▶ _What you have to do_
Look through the data below for the line with "like [247, 156]." and the line with "like [169, 56].", then output those two and all lines in between, exactly as written.

▶ _Extracted information_
*****

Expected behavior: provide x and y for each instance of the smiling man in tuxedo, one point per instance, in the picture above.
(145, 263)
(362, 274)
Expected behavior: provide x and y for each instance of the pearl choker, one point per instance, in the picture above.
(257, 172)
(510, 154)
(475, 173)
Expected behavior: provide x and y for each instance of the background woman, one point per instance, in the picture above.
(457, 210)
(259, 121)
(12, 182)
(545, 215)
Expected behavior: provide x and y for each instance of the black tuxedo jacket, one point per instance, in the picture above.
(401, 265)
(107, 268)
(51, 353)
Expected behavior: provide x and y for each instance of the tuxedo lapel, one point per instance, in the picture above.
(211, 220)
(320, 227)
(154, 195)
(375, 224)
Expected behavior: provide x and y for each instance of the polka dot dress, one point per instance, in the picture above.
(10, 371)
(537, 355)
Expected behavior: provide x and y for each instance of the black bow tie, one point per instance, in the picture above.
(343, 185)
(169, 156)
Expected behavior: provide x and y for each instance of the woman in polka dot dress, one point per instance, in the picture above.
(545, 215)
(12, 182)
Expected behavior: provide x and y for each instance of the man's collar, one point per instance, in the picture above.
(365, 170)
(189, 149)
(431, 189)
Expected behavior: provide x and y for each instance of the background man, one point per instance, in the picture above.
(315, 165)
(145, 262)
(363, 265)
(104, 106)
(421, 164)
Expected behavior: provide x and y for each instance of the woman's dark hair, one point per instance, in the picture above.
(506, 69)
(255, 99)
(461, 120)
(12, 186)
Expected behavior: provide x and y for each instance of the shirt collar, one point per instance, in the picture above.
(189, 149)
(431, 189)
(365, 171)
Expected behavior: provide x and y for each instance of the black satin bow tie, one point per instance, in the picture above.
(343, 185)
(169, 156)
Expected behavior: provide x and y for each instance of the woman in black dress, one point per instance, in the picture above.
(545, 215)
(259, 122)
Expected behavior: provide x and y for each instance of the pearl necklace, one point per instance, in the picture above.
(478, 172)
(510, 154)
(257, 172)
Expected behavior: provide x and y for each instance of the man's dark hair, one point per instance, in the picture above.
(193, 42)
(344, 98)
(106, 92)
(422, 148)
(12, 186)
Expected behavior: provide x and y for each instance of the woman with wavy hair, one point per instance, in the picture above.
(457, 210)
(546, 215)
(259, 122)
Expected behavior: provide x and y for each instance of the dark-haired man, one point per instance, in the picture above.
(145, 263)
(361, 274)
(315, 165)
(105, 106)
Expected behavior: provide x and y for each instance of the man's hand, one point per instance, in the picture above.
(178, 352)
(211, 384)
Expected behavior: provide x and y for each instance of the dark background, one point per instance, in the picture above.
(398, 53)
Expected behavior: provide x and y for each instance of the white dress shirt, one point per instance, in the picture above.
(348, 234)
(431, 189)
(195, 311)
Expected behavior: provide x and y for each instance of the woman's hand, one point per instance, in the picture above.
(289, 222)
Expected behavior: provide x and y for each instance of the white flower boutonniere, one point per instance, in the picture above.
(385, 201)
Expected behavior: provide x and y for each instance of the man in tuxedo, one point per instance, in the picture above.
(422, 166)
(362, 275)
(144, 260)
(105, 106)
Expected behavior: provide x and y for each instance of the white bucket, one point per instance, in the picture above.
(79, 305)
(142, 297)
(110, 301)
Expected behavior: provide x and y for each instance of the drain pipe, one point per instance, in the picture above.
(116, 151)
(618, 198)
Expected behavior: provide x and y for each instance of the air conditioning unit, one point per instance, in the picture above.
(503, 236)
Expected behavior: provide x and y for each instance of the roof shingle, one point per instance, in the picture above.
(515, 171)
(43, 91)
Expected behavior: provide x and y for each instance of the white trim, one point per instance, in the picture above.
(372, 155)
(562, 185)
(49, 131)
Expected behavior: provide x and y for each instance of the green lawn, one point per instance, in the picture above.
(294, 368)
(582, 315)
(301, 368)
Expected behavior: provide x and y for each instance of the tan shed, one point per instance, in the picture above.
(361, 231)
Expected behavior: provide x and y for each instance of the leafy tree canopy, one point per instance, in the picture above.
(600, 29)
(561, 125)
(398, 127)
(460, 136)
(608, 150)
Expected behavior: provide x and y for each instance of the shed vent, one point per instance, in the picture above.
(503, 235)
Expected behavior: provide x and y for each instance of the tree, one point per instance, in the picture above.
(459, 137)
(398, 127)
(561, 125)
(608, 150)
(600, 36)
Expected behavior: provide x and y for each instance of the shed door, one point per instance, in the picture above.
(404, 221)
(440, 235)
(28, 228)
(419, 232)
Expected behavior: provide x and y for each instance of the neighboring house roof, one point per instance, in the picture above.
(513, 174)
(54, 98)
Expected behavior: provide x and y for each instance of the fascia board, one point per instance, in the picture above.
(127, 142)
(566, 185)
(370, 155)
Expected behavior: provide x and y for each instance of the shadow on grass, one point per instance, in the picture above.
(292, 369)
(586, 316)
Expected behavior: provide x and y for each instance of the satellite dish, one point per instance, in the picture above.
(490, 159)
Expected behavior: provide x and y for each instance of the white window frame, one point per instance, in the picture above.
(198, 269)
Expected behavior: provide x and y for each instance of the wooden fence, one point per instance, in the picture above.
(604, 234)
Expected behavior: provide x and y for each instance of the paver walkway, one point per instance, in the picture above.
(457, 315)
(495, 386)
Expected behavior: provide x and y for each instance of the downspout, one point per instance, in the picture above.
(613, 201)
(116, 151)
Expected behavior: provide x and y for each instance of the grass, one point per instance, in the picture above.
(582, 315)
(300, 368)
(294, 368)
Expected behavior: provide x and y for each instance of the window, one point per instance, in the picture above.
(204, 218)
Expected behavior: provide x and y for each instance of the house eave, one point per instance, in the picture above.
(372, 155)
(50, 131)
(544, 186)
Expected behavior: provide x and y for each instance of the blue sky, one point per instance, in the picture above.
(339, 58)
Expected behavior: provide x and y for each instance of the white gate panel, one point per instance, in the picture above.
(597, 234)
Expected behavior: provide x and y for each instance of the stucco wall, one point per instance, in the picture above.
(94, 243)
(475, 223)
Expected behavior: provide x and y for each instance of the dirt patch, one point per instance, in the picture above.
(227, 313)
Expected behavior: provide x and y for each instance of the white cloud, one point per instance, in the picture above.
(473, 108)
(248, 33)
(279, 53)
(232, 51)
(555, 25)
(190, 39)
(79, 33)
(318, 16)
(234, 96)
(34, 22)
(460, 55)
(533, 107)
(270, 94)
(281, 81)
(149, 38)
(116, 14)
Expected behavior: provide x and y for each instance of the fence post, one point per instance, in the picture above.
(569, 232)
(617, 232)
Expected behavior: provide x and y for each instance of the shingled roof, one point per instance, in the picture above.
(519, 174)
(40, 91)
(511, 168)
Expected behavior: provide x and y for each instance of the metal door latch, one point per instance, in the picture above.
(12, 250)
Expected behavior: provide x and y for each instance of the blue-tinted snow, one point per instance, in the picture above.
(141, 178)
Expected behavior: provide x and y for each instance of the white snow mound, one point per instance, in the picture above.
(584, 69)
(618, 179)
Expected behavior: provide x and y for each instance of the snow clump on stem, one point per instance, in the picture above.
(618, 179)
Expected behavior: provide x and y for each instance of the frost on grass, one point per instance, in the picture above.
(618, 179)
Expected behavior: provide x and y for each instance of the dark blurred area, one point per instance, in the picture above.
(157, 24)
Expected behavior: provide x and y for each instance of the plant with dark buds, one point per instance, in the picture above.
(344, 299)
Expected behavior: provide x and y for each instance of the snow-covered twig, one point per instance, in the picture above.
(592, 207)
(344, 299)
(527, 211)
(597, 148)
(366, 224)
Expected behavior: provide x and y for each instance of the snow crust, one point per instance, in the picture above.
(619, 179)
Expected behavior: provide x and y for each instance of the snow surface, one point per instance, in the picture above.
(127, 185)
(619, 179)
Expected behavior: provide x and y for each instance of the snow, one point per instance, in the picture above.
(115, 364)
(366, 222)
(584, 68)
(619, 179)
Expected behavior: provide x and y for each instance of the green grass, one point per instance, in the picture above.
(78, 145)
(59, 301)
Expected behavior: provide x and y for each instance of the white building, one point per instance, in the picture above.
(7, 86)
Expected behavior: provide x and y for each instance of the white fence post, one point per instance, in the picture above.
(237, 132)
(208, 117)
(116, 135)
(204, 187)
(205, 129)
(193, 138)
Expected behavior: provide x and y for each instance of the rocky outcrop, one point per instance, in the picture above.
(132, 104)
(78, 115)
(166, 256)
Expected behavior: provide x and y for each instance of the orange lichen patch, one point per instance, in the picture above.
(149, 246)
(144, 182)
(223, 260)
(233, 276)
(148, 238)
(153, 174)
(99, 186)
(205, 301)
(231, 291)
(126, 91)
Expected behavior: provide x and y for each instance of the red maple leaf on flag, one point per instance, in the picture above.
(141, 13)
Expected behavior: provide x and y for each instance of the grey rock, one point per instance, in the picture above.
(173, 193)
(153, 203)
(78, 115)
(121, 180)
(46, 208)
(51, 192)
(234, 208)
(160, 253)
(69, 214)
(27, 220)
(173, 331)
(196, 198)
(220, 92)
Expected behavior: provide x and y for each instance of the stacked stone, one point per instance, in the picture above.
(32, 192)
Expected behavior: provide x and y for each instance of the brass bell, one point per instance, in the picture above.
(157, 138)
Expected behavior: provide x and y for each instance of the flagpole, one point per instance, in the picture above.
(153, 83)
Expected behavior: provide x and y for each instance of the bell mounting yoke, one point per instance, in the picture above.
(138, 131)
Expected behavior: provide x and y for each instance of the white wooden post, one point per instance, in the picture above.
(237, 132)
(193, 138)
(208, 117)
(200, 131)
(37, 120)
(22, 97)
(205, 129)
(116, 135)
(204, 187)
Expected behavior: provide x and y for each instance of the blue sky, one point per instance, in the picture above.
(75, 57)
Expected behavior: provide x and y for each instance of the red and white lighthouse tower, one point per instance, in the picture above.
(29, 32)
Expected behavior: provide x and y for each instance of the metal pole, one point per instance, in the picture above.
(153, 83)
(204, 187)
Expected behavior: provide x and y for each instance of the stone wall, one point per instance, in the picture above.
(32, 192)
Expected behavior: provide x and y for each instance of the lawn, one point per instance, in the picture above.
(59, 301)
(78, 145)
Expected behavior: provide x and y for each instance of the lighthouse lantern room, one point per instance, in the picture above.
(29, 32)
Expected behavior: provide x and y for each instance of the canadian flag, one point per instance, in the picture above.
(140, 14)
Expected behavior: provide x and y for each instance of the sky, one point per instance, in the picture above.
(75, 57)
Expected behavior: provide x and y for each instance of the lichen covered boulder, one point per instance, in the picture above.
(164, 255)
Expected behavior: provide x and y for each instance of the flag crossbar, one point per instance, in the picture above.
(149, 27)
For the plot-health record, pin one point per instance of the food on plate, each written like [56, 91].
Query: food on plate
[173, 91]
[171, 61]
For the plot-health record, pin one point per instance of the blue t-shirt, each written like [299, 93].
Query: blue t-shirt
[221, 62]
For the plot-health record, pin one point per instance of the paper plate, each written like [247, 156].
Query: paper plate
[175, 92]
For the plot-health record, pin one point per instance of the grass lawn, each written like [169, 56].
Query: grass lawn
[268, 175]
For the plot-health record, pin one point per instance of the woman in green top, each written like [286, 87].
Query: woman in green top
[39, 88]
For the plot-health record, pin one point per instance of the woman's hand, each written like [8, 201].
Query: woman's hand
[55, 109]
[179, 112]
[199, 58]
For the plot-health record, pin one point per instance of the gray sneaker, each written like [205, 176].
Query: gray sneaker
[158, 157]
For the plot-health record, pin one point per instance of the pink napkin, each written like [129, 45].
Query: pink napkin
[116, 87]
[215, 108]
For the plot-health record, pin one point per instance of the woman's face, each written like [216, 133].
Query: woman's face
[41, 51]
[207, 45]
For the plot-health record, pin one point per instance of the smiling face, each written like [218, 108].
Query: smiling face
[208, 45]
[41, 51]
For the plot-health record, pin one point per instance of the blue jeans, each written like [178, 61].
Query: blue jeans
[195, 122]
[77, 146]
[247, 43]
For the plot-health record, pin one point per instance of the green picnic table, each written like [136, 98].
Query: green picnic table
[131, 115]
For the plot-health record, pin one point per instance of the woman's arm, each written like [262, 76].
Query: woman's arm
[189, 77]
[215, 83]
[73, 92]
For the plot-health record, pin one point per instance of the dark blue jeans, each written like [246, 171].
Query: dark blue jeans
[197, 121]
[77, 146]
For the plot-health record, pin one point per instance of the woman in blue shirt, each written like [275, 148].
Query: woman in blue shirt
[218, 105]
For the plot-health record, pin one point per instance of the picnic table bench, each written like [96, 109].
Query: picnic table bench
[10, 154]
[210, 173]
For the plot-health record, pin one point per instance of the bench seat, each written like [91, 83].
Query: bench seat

*****

▶ _Response to this exercise_
For the plot-health record, pin one point per instance of the paper plate, each written like [247, 156].
Query: paper plate
[175, 92]
For the plot-health record, pin one point per instance of the grass lawn, each written like [169, 56].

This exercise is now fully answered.